(Dataset rows on where objects appear)
· · · · ·

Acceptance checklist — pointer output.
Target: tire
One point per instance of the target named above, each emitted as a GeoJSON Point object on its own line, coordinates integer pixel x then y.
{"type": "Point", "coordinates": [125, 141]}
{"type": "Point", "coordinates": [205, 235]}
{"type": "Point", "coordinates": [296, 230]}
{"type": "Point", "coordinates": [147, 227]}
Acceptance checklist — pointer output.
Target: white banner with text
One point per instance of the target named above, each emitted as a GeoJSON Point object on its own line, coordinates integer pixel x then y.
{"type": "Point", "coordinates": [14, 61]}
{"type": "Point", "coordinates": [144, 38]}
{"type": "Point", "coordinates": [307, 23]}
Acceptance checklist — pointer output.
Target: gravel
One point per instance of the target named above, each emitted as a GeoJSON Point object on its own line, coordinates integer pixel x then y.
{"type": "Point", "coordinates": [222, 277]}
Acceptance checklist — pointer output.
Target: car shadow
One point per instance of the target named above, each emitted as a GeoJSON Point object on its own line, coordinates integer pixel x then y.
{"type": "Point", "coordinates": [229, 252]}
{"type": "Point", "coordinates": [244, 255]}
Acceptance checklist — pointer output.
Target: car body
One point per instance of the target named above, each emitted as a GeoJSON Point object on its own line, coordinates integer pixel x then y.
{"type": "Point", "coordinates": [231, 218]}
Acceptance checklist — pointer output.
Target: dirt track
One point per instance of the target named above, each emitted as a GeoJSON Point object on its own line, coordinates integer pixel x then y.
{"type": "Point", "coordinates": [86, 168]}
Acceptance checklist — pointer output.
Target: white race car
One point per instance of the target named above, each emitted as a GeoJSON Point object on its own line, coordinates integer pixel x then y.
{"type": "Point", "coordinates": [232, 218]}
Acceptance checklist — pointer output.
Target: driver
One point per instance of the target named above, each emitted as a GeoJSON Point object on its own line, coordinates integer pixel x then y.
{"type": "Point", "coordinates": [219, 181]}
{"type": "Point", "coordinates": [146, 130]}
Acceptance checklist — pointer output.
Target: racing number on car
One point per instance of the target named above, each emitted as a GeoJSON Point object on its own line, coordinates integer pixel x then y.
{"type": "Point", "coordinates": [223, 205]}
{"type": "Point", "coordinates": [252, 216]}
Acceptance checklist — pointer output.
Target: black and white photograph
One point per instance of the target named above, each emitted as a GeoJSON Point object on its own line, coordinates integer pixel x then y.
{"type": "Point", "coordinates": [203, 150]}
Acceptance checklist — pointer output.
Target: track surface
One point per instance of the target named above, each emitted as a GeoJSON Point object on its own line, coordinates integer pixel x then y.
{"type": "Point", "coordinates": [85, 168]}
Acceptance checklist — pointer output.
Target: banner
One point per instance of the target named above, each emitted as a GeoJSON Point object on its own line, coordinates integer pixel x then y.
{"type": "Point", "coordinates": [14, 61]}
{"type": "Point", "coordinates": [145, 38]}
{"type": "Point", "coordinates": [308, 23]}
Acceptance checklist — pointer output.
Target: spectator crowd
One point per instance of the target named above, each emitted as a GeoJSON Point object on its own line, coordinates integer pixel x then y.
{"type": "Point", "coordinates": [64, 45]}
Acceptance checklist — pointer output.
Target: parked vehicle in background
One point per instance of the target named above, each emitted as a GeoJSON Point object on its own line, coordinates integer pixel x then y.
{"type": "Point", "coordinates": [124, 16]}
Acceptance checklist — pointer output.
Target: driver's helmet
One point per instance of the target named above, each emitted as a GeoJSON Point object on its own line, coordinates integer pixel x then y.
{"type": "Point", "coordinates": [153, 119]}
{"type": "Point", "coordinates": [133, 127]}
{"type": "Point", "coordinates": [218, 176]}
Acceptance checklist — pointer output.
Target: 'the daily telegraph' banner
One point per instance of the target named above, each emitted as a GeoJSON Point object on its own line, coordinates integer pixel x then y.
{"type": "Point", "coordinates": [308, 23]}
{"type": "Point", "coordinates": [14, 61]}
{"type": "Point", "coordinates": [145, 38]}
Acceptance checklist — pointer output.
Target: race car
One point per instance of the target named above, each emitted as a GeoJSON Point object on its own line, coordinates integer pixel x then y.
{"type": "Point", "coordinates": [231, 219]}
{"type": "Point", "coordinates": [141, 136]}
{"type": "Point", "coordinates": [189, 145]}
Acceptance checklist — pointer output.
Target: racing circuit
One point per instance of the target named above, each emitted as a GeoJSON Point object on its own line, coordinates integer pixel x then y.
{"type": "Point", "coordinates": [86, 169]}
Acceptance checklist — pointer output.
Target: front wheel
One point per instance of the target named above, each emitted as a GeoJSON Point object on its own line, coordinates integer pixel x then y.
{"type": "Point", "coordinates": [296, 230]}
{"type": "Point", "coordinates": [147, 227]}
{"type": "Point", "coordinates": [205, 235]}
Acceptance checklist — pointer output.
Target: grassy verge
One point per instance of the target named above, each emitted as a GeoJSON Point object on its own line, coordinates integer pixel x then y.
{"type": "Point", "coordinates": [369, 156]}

· · · · ·

What is asked:
Reproduce the material above without altering a single character.

Solution for this exercise:
Acceptance checklist — pointer output.
Target: tire
One point per instance of the target named above, each emitted as a GeoJSON Point object on its own line, coordinates integer pixel x then y.
{"type": "Point", "coordinates": [125, 141]}
{"type": "Point", "coordinates": [205, 235]}
{"type": "Point", "coordinates": [296, 230]}
{"type": "Point", "coordinates": [147, 227]}
Acceptance checklist — pointer output.
Target: white banner with text
One point per instance of the target named above, each emitted as a GeoJSON Point object on its own line, coordinates integer pixel x then y.
{"type": "Point", "coordinates": [14, 61]}
{"type": "Point", "coordinates": [144, 38]}
{"type": "Point", "coordinates": [307, 23]}
Acceptance checklist — pointer output.
Target: gravel
One point per instance of the target named above, each emitted as a GeoJSON Point object on its own line, coordinates integer pixel x then y.
{"type": "Point", "coordinates": [222, 277]}
Acceptance checklist — pointer output.
Target: car shadow
One point per instance of the target named above, each emitted as a GeoJSON Point object on its own line, coordinates integer pixel x then y.
{"type": "Point", "coordinates": [229, 252]}
{"type": "Point", "coordinates": [244, 255]}
Acceptance checklist — pointer output.
Target: car body
One point per instance of the target named above, each emitted as a GeoJSON Point object on its own line, coordinates integer pixel x then y.
{"type": "Point", "coordinates": [231, 218]}
Acceptance checklist — pointer output.
Target: dirt track
One point per instance of the target named above, each emitted as a GeoJSON Point object on its own line, coordinates integer pixel x then y.
{"type": "Point", "coordinates": [86, 168]}
Acceptance checklist — pointer output.
Target: white race car
One point per instance of the target named above, each emitted as a GeoJSON Point object on its own line, coordinates integer pixel x then y.
{"type": "Point", "coordinates": [232, 218]}
Acceptance checklist — pointer output.
Target: driver
One point per instance of the target named above, each emitted as a GeoJSON Point object on its own line, coordinates integer pixel x then y.
{"type": "Point", "coordinates": [219, 181]}
{"type": "Point", "coordinates": [146, 130]}
Acceptance checklist — pointer output.
Target: racing number on car
One point per instance of the target named above, each emitted as a GeoJSON Point object on its own line, coordinates integer pixel x then y.
{"type": "Point", "coordinates": [223, 205]}
{"type": "Point", "coordinates": [252, 216]}
Acceptance checklist — pointer output.
Target: black and white photograph
One point per instance of the target named above, each emitted as a GeoJSON Point object on its own line, coordinates integer pixel x then y.
{"type": "Point", "coordinates": [203, 150]}
Acceptance checklist — pointer output.
Target: track surface
One point per instance of the target named above, each emitted as a GeoJSON Point object on its own line, coordinates integer pixel x then y.
{"type": "Point", "coordinates": [85, 168]}
Acceptance checklist — pointer output.
Target: banner
One point per instance of the target named above, each emitted as a GeoJSON Point object on its own line, coordinates integer pixel x then y.
{"type": "Point", "coordinates": [14, 61]}
{"type": "Point", "coordinates": [145, 38]}
{"type": "Point", "coordinates": [308, 23]}
Acceptance checklist — pointer output.
Target: spectator crowd
One point per instance of the target named above, each emitted as a GeoJSON Point object on its own line, coordinates integer pixel x then y.
{"type": "Point", "coordinates": [64, 45]}
Acceptance checklist — pointer output.
Target: parked vehicle in background
One point per instance of the target named above, each emitted as a GeoJSON Point object on its own line, coordinates integer pixel x then y.
{"type": "Point", "coordinates": [124, 16]}
Acceptance checklist — pointer output.
Target: driver's helmet
One point per instance of the target named above, each emitted as a GeoJSON Point object on its own line, coordinates integer pixel x then y.
{"type": "Point", "coordinates": [153, 119]}
{"type": "Point", "coordinates": [133, 127]}
{"type": "Point", "coordinates": [218, 176]}
Acceptance checklist — pointer output.
Target: 'the daily telegraph' banner
One point per instance of the target named above, each emitted as a GeoJSON Point object on its own line, coordinates integer pixel x then y.
{"type": "Point", "coordinates": [308, 23]}
{"type": "Point", "coordinates": [14, 61]}
{"type": "Point", "coordinates": [145, 38]}
Acceptance checklist — pointer output.
Target: race car
One point per instance of the target named above, each emitted as a GeoJSON Point object on its own line, coordinates integer pixel x then y.
{"type": "Point", "coordinates": [231, 219]}
{"type": "Point", "coordinates": [141, 136]}
{"type": "Point", "coordinates": [189, 145]}
Acceptance checklist — pointer output.
Target: racing circuit
One point per instance of the target named above, each emitted as a GeoJSON Point object on its own line, coordinates integer pixel x then y.
{"type": "Point", "coordinates": [86, 169]}
Acceptance checklist — pointer output.
Target: front wheel
One point per instance of the target named above, each emitted as a GeoJSON Point object on its own line, coordinates integer pixel x then y.
{"type": "Point", "coordinates": [296, 230]}
{"type": "Point", "coordinates": [147, 227]}
{"type": "Point", "coordinates": [205, 235]}
Acceptance checklist — pointer output.
Target: grassy verge
One point per instance of the target named above, each emitted as a GeoJSON Point object on its own line, coordinates integer pixel x then y.
{"type": "Point", "coordinates": [369, 156]}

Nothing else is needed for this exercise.